WHAT IS EXPECTED:
Which lines hold the word "green"? Copy each of them from the material.

START MATERIAL FOR THE TASK

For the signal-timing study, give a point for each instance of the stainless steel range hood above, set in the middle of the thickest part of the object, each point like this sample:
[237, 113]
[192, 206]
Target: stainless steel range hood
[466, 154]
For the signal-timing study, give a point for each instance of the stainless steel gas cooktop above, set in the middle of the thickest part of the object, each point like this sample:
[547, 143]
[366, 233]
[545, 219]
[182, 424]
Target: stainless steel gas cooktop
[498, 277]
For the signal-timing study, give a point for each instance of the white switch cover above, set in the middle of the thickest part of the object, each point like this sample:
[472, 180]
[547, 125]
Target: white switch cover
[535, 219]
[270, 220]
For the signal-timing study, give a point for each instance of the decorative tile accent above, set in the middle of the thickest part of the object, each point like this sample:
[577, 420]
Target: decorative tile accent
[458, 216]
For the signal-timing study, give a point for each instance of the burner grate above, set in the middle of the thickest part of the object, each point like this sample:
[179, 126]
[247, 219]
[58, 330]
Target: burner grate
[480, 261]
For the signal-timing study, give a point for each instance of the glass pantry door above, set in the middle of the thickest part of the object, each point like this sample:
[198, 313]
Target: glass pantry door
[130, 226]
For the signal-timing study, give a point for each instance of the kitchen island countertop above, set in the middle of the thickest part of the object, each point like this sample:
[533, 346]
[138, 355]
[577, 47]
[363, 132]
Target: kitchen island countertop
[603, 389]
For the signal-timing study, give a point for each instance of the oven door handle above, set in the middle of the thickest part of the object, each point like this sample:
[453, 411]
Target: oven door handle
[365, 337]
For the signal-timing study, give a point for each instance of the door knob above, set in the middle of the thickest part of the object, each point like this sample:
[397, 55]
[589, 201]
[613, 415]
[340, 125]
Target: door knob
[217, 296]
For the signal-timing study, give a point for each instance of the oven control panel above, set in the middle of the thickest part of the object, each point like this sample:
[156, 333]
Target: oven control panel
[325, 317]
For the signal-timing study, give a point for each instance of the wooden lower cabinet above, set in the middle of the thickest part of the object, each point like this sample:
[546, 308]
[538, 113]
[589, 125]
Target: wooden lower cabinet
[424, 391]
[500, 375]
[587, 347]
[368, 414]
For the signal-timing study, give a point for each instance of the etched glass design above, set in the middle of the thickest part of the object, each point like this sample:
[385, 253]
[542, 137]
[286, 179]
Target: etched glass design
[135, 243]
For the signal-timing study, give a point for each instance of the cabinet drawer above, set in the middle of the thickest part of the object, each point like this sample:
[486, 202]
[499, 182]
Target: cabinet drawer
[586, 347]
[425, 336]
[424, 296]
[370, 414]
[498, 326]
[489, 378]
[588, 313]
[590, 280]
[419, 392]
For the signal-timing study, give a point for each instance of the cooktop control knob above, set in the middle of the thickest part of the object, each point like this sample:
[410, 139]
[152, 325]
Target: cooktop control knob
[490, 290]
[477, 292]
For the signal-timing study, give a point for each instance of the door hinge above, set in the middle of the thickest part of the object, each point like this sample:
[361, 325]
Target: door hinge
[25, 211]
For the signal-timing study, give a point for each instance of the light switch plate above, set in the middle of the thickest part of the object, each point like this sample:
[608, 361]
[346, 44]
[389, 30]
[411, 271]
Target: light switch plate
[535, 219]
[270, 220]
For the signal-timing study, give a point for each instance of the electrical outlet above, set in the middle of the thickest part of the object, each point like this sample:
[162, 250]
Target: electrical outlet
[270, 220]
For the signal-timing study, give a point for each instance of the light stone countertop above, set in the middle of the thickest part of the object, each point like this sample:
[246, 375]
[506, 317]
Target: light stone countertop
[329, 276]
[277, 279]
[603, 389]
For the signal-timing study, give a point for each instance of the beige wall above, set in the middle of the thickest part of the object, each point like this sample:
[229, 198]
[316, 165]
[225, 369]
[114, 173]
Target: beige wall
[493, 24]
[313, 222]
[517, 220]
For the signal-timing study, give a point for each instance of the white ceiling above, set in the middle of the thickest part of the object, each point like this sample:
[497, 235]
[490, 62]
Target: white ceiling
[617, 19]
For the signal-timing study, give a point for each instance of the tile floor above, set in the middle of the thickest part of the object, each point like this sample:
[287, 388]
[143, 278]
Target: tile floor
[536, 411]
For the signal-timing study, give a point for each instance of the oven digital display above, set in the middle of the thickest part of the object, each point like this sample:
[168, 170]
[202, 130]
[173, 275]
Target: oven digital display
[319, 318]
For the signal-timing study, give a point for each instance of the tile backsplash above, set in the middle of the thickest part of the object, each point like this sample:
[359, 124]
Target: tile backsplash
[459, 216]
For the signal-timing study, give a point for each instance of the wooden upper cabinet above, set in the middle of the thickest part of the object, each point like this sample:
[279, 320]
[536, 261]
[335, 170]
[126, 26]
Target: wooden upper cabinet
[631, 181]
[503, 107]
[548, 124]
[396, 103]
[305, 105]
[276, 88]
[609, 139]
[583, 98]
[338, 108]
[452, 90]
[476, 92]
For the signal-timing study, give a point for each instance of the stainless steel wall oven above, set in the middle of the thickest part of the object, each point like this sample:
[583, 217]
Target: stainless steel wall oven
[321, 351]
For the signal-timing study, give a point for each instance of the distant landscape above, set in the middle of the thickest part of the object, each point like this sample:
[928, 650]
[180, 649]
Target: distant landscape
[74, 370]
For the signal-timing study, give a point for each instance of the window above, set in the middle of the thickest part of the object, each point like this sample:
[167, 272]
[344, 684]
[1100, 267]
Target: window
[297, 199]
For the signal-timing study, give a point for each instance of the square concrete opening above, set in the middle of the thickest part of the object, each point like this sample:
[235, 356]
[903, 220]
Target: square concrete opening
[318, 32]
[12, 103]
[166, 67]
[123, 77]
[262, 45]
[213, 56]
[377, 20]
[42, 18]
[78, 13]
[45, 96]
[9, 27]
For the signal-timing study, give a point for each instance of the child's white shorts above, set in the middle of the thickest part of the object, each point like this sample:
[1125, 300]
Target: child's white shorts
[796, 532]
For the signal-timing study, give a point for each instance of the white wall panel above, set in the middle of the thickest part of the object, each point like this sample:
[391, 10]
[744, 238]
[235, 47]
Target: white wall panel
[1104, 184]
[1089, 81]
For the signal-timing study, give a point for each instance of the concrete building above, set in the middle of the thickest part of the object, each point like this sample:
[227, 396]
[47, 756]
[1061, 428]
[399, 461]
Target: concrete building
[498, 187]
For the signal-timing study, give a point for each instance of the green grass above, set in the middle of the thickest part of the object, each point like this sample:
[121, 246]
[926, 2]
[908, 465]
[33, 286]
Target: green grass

END MATERIAL FOR THE TASK

SOLUTION TO THIS EXERCISE:
For the signal-timing study, give a point for each instance of the green grass above, set in the middle of the thickest part of the object, each point like this sample:
Target: green grass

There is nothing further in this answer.